**PROBLEM REQUIREMENTS:** The records that follow should be copied in full, exactly as they read.

**MATERIAL SHOWN:**
──────────────────────────────
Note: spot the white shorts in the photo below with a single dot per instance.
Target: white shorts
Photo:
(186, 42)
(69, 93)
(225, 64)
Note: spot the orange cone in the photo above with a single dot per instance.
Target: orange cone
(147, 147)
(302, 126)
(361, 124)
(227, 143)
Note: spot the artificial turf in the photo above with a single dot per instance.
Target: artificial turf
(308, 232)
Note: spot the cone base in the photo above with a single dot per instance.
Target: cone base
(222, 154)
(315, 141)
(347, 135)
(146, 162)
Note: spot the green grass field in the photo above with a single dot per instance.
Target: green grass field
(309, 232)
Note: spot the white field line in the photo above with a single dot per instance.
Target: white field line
──────────────────────────────
**FINISHED TASK:**
Note: spot the white shorts in the photo below with a single dot per instance.
Target: white shorts
Photo:
(186, 42)
(69, 93)
(225, 64)
Note: spot the orange cone in the photo above with a single dot per instance.
Target: orange cone
(147, 147)
(302, 126)
(361, 124)
(227, 143)
Note: spot the artificial turf in the photo above with a single dot per instance.
Target: artificial turf
(308, 232)
Note: spot the cone base in the photo above with a single dot per instance.
Target: cone base
(222, 154)
(315, 141)
(347, 135)
(146, 162)
Note: spot the green grass field in the photo above with a single dot per instance.
Target: green grass field
(309, 232)
Note: spot the white field line in the photo above with a single dot per instance.
Target: white field line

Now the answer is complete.